┏━━

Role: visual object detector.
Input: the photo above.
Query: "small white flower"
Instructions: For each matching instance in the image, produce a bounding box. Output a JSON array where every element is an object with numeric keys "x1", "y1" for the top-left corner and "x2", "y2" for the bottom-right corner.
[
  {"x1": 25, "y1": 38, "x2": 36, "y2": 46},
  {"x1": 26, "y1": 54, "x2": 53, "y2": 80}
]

┗━━
┏━━

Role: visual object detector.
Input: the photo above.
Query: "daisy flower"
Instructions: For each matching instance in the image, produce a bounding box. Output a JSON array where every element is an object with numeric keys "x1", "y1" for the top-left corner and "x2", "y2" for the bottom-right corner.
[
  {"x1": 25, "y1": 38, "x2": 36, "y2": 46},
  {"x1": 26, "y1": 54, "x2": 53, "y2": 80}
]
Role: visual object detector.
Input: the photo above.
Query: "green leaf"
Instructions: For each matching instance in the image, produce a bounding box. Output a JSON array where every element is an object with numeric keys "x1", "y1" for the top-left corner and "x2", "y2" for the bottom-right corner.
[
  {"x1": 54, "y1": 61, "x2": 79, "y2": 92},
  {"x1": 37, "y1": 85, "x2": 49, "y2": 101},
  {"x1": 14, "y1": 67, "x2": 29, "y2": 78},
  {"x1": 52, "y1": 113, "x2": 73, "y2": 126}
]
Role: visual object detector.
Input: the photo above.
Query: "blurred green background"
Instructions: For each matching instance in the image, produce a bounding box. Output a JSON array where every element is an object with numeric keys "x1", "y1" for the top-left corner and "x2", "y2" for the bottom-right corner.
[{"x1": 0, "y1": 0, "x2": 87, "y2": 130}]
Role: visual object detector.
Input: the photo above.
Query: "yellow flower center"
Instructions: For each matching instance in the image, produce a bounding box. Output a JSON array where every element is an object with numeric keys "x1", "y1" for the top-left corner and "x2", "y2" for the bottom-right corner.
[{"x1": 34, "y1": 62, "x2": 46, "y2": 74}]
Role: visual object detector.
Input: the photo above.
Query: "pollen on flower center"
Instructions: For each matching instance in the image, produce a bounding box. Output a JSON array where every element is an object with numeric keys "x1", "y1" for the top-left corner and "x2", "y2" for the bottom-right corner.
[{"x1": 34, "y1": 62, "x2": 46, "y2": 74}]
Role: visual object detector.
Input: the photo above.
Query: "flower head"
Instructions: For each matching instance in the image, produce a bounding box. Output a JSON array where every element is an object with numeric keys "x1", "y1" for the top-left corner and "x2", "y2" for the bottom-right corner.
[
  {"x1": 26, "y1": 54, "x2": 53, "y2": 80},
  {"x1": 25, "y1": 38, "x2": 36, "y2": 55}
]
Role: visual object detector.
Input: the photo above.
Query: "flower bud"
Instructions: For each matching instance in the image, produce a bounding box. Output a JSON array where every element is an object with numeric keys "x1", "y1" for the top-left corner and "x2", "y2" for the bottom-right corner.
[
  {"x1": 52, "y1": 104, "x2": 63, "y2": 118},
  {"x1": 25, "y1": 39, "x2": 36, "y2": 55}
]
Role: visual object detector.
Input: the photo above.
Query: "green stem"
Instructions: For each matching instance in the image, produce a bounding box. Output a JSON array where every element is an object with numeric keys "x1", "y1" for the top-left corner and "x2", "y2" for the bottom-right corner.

┗━━
┏━━

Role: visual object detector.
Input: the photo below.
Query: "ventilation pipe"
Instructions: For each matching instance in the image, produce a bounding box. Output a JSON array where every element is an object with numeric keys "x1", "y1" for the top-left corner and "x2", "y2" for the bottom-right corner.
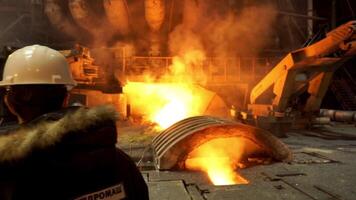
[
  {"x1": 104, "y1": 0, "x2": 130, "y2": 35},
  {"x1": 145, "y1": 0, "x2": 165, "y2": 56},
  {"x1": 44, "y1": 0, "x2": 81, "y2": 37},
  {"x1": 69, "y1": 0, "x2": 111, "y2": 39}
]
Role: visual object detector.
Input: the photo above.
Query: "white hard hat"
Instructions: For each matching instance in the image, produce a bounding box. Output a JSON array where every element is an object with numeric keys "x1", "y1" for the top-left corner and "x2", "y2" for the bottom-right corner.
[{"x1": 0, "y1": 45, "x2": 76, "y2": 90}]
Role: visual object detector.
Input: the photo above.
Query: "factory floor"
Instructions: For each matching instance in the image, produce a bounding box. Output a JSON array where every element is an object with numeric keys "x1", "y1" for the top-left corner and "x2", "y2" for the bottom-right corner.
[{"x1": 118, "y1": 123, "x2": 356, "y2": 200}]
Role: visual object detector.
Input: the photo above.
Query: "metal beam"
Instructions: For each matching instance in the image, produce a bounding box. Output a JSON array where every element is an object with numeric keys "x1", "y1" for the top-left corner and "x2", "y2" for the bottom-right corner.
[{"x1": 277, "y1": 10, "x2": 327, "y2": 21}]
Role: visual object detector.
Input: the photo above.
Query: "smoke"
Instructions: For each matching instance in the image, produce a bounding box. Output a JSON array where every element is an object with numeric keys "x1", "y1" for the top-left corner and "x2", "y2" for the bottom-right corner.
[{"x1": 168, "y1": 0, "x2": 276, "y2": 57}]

┗━━

BRIEF
Which of the lines above contain the string "flower"? Copy each of them in full.

RESPONSE
Query: "small white flower"
Query: "daisy flower"
Query: "yellow flower center"
Query: "pollen on flower center"
Query: "flower head"
Query: "flower bud"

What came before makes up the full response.